→ **Things to do**
1 - In the post on tobacco history, quote the passage from "As for a local" up to and including "locally cultivated tobacco.".
2 - Using the post on tobacco history, explain in one to three sentences why King James felt provoked to respond to tobacco.

→ **Text segment**
....
No Smoking in North Dakota: Local History and the Atlantic World

North Dakota Smoke Free announcement retrieved from the mail box on December 5, 2012.

North Dakota Smoke Free announcement retrieved from the mail box on December 5, 2012.

This evening from my post office box I retrieved several envelopes, one of which was the “SmokeFree!” announcement to inform North Dakotans of the latest smoke free Century Code 23-12-9 to 23-12-12. This got me thinking about tobacco in both a local and global historical context. Tobacco as a cash crop is one of the reasons Great Britain continued colonizing Virginia, and tobacco was cultivated by Native America long before the Columbian Exchange.

As for a local historical context, tobacco appears in a variety of sources. One of them is through Guy Gibbon’s thorough work on the Sioux. Gibbon indexed the word “tobacco” seven times in The Sioux: The Dakota and Lakota Nations (Malden, MA and Oxford, UK: Blackwell Publishing, 2003). Gibbon notes the archaeological sites around Mille Lacs Lake in east-central Minnesota as yielding a variety of botanics, or plant remains, including locally cultivated tobacco.

A cultural and socio-religious story concerning tobacco in the Lakota historical record comes in the form of “The White Buffalo Calf Woman,” a story set down by Black Elk, an Oglala wicasa wakan (“holy man”) and Catholic catechist. In 1931 and in the late 1940s, Black Elk embraced a hybridized version of Euro-American Christianity and Native ways, and he narrated a story where “the sacred messenger of the Great Spirit, brings the People the peace pipe, tobacco, and seven rites.” Students of American literature have considered this story for quite some time, and as Gibbon also notes, “A popular current trend is to devalue Black Elk’s teachings because they seem compromised by Christianity.” (Gibbon, 2003: 149) Whether it is used in customs on behalf of old and new ways, the role of tobacco remains central throughout Native America.

The second history of tobacco text to come to mind upon receiving the update to the new ND tobacco free century code was from James VI and I, a primary source from 1604 entitled, “A Counterblaste to Tobacco.” As the English found ways to bring this cash crop across the Atlantic from the new to the old world, King James felt provoked to respond for the sake of the mainland British common wealth. The paradox remained: England profited financially from tobacco on the one hand, and yet the aristocracy critiqued it on the other. Keeping in mind his use of elitist language, and his complete and raging mischaracterization of the use of tobacco throughout Native America, in 1604 the King of England, verbatim, said,

“…For Tobacco being a common herbe, which (though vnder diuers names) growes almost euery where, was first found out by some of the barbarous Indians, to be a Preseruative, or Antidot against the Pockes, a filthy disease, whereunto these barbaous people are (as all men know) very much subject, through the intemperate heate of their Climat: so that as from them was first brought into Christendome, that most detestable disease, so from them likewise was brought this vse of Tobacco, as a stinking and vnsavourie Antidot, for so corrupted and execrable a Maladie, the stinking Suffumigation whereof they yet vse against that diesease, making son one canker or venime to eate out another.
....
→ **Supplied information**
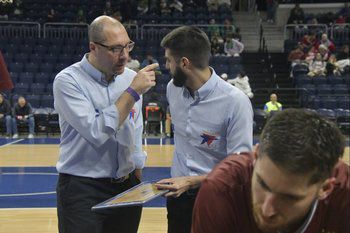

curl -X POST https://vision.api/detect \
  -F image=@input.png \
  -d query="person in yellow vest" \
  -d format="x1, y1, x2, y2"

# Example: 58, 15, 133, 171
264, 93, 282, 116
....
→ **Answers for this exercise**
1 -
As for a local historical context, tobacco appears in a variety of sources. One of them is through Guy Gibbon’s thorough work on the Sioux. Gibbon indexed the word “tobacco” seven times in The Sioux: The Dakota and Lakota Nations (Malden, MA and Oxford, UK: Blackwell Publishing, 2003). Gibbon notes the archaeological sites around Mille Lacs Lake in east-central Minnesota as yielding a variety of botanics, or plant remains, including locally cultivated tobacco.

2 - The English were finding ways to bring tobacco, a cash crop, across the Atlantic from the new world to the old. King James felt he had to respond for the sake of the mainland British common wealth.